Dataset entries:

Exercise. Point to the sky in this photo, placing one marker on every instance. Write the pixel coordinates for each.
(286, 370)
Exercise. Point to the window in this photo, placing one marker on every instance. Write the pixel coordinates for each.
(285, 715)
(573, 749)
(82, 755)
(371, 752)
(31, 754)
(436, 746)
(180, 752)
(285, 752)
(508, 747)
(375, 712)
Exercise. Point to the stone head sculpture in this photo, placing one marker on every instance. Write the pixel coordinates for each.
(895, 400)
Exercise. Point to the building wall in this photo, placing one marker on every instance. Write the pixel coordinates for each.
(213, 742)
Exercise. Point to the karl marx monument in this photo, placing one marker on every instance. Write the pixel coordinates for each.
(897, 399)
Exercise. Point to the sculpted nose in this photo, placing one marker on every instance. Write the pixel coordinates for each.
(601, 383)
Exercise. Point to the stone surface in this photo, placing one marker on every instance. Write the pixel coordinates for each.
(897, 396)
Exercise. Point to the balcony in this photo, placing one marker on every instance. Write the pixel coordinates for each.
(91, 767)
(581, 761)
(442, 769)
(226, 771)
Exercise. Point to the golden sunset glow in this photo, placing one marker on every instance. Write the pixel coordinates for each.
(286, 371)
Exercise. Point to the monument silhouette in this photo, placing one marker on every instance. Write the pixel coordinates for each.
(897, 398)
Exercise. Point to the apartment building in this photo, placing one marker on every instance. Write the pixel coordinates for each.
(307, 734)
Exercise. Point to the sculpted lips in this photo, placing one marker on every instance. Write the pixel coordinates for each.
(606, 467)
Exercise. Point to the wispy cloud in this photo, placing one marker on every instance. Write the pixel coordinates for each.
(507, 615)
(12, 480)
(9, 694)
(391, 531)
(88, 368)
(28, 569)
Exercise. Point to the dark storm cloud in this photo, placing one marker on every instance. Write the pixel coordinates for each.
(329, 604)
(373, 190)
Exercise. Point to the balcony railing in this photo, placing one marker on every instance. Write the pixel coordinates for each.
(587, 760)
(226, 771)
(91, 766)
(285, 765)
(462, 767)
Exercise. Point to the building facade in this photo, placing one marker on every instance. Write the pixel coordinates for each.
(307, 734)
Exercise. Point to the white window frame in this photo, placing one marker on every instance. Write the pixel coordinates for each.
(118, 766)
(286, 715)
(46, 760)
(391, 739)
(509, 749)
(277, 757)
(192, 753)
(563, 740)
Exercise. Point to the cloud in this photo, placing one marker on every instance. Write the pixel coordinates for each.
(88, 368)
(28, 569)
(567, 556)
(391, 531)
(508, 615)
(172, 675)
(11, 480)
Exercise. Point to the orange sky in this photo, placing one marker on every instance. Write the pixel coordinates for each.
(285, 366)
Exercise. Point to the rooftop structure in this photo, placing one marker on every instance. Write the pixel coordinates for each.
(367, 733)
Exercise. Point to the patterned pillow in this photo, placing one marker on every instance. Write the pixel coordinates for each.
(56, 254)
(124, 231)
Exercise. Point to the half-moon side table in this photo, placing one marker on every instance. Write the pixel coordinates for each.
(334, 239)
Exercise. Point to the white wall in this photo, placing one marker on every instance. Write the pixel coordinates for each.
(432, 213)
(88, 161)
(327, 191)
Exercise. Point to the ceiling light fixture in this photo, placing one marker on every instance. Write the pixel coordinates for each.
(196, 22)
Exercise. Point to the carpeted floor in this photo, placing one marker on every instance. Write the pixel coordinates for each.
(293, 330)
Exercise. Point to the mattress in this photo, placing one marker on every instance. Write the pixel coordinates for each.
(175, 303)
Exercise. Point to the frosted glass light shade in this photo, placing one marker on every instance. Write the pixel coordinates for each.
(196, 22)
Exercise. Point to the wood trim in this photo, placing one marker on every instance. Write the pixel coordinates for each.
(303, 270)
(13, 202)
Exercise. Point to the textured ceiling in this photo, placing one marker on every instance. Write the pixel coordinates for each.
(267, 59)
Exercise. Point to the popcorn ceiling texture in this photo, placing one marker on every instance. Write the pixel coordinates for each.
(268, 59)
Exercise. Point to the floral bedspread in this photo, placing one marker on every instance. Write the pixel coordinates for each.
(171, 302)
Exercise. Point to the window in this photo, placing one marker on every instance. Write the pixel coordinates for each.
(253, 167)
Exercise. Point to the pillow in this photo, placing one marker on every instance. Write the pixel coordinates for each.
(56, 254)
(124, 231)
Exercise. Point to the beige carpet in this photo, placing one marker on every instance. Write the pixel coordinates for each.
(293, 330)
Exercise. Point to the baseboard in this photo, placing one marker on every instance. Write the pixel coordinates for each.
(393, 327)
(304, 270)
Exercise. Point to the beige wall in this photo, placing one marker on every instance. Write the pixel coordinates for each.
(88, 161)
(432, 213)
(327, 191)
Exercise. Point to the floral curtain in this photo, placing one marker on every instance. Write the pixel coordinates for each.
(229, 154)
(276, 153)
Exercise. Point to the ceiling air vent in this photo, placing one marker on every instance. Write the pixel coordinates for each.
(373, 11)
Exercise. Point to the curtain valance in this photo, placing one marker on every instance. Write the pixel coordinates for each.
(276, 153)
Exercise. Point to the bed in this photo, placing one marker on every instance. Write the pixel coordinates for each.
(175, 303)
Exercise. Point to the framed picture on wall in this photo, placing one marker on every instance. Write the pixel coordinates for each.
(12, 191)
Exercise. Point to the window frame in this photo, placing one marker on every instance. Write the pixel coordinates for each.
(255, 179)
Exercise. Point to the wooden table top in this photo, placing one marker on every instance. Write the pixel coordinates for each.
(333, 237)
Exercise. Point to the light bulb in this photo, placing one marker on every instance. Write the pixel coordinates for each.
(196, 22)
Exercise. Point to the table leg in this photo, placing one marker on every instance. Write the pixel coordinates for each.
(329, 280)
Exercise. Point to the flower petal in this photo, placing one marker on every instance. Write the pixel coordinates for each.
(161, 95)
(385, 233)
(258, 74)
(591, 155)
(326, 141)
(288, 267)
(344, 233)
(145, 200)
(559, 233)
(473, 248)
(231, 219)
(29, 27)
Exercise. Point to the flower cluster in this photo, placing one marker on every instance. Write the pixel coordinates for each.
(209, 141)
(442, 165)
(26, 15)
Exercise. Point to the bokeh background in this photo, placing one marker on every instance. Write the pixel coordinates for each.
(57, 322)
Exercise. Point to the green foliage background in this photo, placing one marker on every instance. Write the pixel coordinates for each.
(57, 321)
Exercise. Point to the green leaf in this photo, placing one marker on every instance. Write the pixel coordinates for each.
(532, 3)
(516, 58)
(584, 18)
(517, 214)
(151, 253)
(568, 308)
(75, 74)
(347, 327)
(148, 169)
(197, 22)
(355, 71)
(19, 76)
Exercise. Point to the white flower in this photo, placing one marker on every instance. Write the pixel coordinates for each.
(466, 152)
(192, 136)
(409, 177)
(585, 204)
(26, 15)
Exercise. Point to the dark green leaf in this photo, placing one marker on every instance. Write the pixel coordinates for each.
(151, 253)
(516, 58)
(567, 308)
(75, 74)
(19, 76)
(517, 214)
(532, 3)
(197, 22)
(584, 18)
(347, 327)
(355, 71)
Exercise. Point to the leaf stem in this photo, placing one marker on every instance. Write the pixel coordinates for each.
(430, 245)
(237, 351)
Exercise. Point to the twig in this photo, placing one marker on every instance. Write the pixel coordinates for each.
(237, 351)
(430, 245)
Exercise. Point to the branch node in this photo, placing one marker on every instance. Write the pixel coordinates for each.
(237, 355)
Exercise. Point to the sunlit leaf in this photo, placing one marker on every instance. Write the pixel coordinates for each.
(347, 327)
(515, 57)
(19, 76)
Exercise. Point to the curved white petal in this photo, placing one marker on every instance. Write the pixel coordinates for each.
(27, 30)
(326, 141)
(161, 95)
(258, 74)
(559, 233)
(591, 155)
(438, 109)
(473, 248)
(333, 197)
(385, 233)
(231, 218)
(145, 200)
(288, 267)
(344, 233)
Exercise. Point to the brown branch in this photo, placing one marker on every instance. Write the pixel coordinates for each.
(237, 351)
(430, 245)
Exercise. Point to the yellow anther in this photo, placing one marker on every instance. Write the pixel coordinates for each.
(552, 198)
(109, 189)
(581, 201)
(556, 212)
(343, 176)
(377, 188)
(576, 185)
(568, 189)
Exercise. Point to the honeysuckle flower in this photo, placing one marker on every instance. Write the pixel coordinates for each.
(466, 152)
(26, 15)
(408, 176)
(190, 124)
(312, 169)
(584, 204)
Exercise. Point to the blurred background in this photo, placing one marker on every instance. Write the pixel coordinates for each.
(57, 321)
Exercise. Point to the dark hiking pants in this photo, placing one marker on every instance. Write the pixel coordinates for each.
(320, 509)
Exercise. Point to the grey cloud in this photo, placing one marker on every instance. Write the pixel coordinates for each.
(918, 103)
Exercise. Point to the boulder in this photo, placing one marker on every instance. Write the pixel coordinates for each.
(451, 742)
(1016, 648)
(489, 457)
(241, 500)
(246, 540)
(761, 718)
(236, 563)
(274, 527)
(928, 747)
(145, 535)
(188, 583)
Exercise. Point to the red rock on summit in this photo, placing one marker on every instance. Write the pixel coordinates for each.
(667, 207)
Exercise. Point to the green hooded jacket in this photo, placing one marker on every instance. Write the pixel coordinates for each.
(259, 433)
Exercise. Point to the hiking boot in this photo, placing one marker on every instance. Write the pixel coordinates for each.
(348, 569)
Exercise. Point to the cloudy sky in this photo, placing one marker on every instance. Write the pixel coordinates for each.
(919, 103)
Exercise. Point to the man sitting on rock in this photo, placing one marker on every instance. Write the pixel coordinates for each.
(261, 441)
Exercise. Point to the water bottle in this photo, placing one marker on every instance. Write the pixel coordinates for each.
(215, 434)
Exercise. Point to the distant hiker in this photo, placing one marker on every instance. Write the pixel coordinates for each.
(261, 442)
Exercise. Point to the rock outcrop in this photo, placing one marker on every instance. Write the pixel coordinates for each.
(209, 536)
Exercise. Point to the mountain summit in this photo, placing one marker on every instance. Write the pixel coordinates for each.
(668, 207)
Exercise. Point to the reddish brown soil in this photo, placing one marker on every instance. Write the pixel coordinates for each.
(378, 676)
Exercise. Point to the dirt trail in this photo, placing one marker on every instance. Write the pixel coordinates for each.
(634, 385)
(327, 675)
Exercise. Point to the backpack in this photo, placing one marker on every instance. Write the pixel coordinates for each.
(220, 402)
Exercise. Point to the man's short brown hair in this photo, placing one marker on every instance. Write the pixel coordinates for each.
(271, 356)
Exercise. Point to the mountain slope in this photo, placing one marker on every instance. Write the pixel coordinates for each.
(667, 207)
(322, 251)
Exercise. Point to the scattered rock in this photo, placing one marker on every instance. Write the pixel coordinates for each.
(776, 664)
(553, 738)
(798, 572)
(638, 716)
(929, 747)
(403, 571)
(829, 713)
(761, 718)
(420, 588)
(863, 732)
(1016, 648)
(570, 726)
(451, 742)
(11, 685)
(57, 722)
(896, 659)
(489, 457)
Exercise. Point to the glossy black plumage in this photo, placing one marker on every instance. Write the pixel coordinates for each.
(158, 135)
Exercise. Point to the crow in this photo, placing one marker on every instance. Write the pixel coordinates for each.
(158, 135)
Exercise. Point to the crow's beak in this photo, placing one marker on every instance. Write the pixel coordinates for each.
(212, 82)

▸ Exercise prompt
From the line holding "Exercise. Point to the scattered" to the last line of the records, quote each line exactly and add nothing.

▸ Task answer
Exercise. Point to the scattered rock in this photo, placing one marker on every instance. Write the pixel coordinates for each.
(776, 664)
(553, 738)
(798, 572)
(638, 716)
(929, 747)
(403, 571)
(829, 713)
(761, 718)
(420, 588)
(863, 732)
(1016, 648)
(570, 726)
(451, 742)
(11, 685)
(57, 722)
(896, 659)
(489, 457)
Exercise. Point to the glossy black plumage in this photo, placing one marker on every instance. Write the pixel coordinates for each.
(158, 135)
Exercise. Point to the crow in this photo, placing one marker on every instance. Write the pixel coordinates for each.
(158, 135)
Exercise. Point to the crow's beak in this photo, placing one marker on every instance. Write the pixel coordinates for each.
(212, 82)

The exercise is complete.